EXERCISE DIRECTIONS →
Copy out all of the data below, line for line, without changing a single character.
----------------------------------------
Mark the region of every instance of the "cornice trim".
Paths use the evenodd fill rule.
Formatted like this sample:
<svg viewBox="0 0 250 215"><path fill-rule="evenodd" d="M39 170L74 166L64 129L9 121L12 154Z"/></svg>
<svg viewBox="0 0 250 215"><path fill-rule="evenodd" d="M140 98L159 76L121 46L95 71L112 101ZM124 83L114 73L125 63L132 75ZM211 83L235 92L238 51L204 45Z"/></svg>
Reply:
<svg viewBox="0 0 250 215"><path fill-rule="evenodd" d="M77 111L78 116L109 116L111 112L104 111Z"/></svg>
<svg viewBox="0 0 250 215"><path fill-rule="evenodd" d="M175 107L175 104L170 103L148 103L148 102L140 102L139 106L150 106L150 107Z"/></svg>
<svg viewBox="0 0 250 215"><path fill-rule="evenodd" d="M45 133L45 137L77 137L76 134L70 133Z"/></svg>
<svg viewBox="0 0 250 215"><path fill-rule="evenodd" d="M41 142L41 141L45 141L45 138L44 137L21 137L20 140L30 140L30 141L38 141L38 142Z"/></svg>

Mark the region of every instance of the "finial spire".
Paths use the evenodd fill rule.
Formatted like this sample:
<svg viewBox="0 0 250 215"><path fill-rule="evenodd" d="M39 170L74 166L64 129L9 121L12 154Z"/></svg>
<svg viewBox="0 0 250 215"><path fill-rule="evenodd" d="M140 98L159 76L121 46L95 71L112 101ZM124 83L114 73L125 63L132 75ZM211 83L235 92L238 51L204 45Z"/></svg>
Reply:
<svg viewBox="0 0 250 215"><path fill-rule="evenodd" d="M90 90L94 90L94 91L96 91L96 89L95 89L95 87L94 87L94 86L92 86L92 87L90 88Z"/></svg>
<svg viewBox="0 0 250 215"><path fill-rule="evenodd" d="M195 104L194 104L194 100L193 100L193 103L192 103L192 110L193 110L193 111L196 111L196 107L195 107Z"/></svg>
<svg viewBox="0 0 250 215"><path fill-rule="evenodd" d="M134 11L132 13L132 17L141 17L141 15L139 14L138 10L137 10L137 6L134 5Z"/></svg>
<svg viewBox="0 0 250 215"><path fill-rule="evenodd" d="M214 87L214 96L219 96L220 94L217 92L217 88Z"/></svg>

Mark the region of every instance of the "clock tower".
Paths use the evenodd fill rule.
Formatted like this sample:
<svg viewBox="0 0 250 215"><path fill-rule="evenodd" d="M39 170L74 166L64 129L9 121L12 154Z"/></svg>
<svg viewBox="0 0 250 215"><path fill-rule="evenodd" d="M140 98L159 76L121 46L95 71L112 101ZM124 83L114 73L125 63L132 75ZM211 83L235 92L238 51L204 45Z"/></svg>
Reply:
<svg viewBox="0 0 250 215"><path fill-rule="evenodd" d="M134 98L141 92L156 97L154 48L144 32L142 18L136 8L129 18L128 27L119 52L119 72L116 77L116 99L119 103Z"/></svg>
----------------------------------------
RESULT →
Mark the region of every instance of the "cornice trim".
Paths use the evenodd fill rule.
Formatted like this sample:
<svg viewBox="0 0 250 215"><path fill-rule="evenodd" d="M39 170L74 166L64 129L9 121L12 154Z"/></svg>
<svg viewBox="0 0 250 215"><path fill-rule="evenodd" d="M140 98L159 76L121 46L95 71L112 101ZM124 83L114 73L125 63L132 75ZM211 83L235 92L238 51L204 45Z"/></svg>
Reply:
<svg viewBox="0 0 250 215"><path fill-rule="evenodd" d="M77 111L78 116L109 116L111 112L104 111Z"/></svg>
<svg viewBox="0 0 250 215"><path fill-rule="evenodd" d="M175 107L175 104L170 103L148 103L148 102L140 102L139 106L150 106L150 107Z"/></svg>
<svg viewBox="0 0 250 215"><path fill-rule="evenodd" d="M45 133L45 137L77 137L76 134L70 133Z"/></svg>
<svg viewBox="0 0 250 215"><path fill-rule="evenodd" d="M41 142L41 141L45 141L45 138L44 137L21 137L20 140L30 140L30 141L38 141L38 142Z"/></svg>

Mark the region of every instance of the "finial spire".
Paths use the evenodd fill rule.
Formatted like this sample:
<svg viewBox="0 0 250 215"><path fill-rule="evenodd" d="M39 170L74 166L64 129L9 121L12 154Z"/></svg>
<svg viewBox="0 0 250 215"><path fill-rule="evenodd" d="M140 98L159 76L121 46L95 71L112 101ZM124 83L114 73L125 63L132 75ZM211 83L235 92L238 51L204 45Z"/></svg>
Reply:
<svg viewBox="0 0 250 215"><path fill-rule="evenodd" d="M90 90L94 90L94 91L96 91L96 89L95 89L95 87L94 87L94 86L92 86L92 87L90 88Z"/></svg>
<svg viewBox="0 0 250 215"><path fill-rule="evenodd" d="M195 104L194 104L194 100L193 100L193 103L192 103L192 110L193 110L193 111L196 111L196 107L195 107Z"/></svg>
<svg viewBox="0 0 250 215"><path fill-rule="evenodd" d="M134 11L132 13L132 17L141 17L141 15L139 14L138 10L137 10L137 6L134 5Z"/></svg>
<svg viewBox="0 0 250 215"><path fill-rule="evenodd" d="M214 87L214 96L219 96L220 94L217 92L217 88Z"/></svg>

Mark the region of every instance of the "clock tower".
Paths use the evenodd fill rule.
Formatted like this sample:
<svg viewBox="0 0 250 215"><path fill-rule="evenodd" d="M39 170L74 166L64 129L9 121L12 154Z"/></svg>
<svg viewBox="0 0 250 215"><path fill-rule="evenodd" d="M140 98L159 76L121 46L95 71L112 101ZM124 83L114 73L125 63L132 75ZM211 83L235 92L238 51L204 45Z"/></svg>
Reply:
<svg viewBox="0 0 250 215"><path fill-rule="evenodd" d="M134 98L141 92L156 97L154 48L144 32L142 18L136 8L129 18L128 27L119 52L119 72L116 77L116 99L119 103Z"/></svg>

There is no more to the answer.